→ Your goal: List every year mentioned in the profile of Galen Pickett in the physics faculty bios.

Start of Excerpt provided

Galen Pickett, California State University, Long Beach

Galen Pickett
California State University,
Long Beach

About Galen Pickett

Galen Pickett has been a member of the faculty of the Department of Physics and Astronomy at California State University Long Beach since 1999. He is a member of the CSU Long Beach PhysTEC and APS Bridge leadership teams and has served as the director of the undergraduate program, 2003-2016. During that period, the undergraduate program grew in both size and diversity so that now the undergraduate graduating class is annually 40-50, and the minority graduating class is 20-30, students. Dr. Pickett holds degrees from MIT (1989) and the University of Chicago (1995), and studies self-assembly in soft matter and complex systems.

Monica Plisch, APS

Monica Plisch
American Physical Society


About Monica Plisch

Monica Plisch serves as the Director of Education and Diversity at the American Physical Society (APS) in College Park, Maryland. She is a co-PI on the Physics Teacher Education Coalition (PhysTEC) project and a member of the National Task Force on Teacher Education in Physics. She also leads initiatives to improve mentoring and ethics education and to develop high school lessons on contemporary physics.

End of Excerpt provided
Start of Provided information

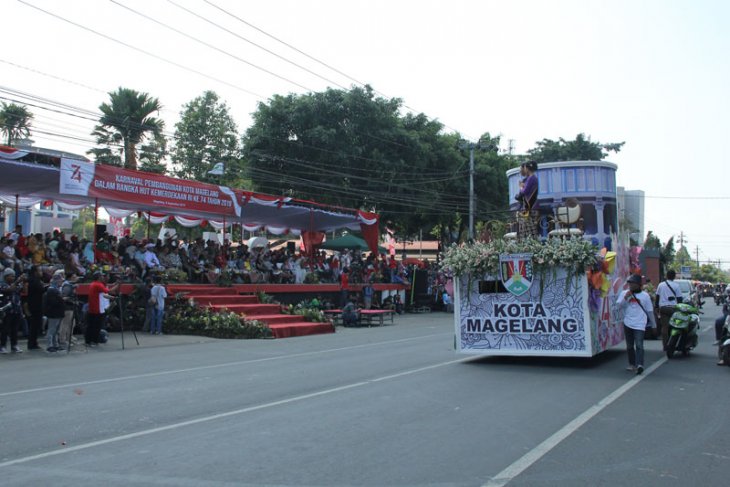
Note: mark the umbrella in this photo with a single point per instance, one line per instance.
(348, 241)
(413, 261)
(257, 242)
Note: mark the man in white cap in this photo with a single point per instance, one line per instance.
(54, 309)
(150, 258)
(68, 291)
(638, 315)
(11, 288)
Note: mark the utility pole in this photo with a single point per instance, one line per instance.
(471, 192)
(471, 146)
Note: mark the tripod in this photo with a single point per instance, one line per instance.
(74, 322)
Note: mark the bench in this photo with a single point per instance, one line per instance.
(369, 315)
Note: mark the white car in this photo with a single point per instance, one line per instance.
(689, 293)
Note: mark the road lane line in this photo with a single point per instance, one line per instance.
(524, 462)
(227, 414)
(214, 366)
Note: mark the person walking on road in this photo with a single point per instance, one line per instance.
(98, 302)
(158, 293)
(638, 315)
(668, 295)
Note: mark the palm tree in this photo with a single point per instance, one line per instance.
(15, 121)
(128, 114)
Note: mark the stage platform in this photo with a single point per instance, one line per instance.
(242, 298)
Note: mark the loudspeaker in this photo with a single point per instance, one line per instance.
(420, 282)
(100, 230)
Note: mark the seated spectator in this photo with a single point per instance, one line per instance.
(350, 315)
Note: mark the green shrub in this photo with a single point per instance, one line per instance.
(184, 317)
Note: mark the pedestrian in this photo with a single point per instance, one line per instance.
(668, 295)
(34, 299)
(54, 309)
(68, 293)
(11, 289)
(367, 295)
(98, 302)
(638, 315)
(157, 300)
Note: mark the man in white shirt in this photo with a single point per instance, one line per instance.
(638, 315)
(150, 258)
(668, 295)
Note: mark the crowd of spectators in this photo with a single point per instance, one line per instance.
(194, 261)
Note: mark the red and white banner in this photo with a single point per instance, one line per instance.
(11, 152)
(145, 189)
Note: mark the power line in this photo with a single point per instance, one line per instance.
(255, 44)
(284, 43)
(147, 53)
(314, 58)
(210, 46)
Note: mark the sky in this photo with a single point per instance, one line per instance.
(650, 73)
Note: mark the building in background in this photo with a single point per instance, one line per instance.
(631, 210)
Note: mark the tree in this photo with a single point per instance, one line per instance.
(15, 122)
(152, 155)
(205, 135)
(580, 149)
(652, 241)
(127, 116)
(351, 148)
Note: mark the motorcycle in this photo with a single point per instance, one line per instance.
(723, 348)
(683, 327)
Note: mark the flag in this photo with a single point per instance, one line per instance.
(217, 169)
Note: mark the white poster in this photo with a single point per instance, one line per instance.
(550, 318)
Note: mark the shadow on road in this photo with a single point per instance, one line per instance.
(570, 363)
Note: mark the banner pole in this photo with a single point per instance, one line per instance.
(96, 219)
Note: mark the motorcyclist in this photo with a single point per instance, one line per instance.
(720, 321)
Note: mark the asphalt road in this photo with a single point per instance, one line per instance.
(390, 406)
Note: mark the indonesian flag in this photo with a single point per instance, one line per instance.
(11, 152)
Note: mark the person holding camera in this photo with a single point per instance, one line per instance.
(54, 309)
(11, 289)
(98, 303)
(668, 295)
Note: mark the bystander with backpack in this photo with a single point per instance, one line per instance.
(54, 309)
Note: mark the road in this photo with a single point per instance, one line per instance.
(390, 406)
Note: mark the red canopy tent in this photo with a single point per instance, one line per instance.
(75, 184)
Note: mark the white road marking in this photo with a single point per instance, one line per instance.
(523, 463)
(214, 366)
(214, 417)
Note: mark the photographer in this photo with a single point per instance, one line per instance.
(98, 303)
(36, 288)
(11, 288)
(54, 309)
(68, 293)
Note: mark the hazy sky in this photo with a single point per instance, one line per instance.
(651, 73)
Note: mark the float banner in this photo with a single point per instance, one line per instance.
(145, 190)
(550, 318)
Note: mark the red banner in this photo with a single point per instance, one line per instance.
(145, 190)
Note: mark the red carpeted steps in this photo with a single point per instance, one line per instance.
(227, 298)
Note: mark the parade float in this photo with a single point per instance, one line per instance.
(553, 294)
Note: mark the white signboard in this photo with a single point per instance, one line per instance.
(550, 318)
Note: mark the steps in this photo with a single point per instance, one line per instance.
(227, 298)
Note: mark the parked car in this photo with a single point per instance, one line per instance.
(689, 293)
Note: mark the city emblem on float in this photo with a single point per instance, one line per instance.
(516, 272)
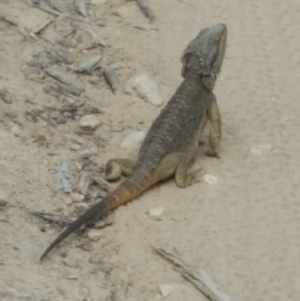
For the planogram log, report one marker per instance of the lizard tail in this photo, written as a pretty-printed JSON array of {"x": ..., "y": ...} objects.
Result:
[{"x": 127, "y": 191}]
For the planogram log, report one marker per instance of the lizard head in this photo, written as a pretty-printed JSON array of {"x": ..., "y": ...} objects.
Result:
[{"x": 209, "y": 46}]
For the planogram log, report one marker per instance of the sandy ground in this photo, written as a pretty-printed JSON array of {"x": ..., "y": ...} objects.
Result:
[{"x": 244, "y": 230}]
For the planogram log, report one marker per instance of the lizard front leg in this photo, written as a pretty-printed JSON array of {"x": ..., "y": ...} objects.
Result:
[
  {"x": 215, "y": 132},
  {"x": 183, "y": 178},
  {"x": 115, "y": 167}
]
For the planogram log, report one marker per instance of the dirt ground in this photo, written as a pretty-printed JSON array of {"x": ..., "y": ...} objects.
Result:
[{"x": 244, "y": 230}]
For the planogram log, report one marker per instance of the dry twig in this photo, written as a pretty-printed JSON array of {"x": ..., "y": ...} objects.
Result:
[{"x": 198, "y": 277}]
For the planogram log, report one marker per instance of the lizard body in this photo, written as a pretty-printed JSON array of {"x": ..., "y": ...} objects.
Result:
[{"x": 172, "y": 140}]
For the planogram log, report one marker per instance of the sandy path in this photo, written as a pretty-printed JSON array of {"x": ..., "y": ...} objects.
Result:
[{"x": 244, "y": 230}]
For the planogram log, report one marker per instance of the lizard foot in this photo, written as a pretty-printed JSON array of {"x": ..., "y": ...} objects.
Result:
[
  {"x": 189, "y": 179},
  {"x": 212, "y": 153},
  {"x": 112, "y": 171}
]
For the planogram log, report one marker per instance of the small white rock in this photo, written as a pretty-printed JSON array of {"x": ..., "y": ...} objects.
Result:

End of Provided information

→ Finished exercise: 1999, 2003, 2016, 1989, 1995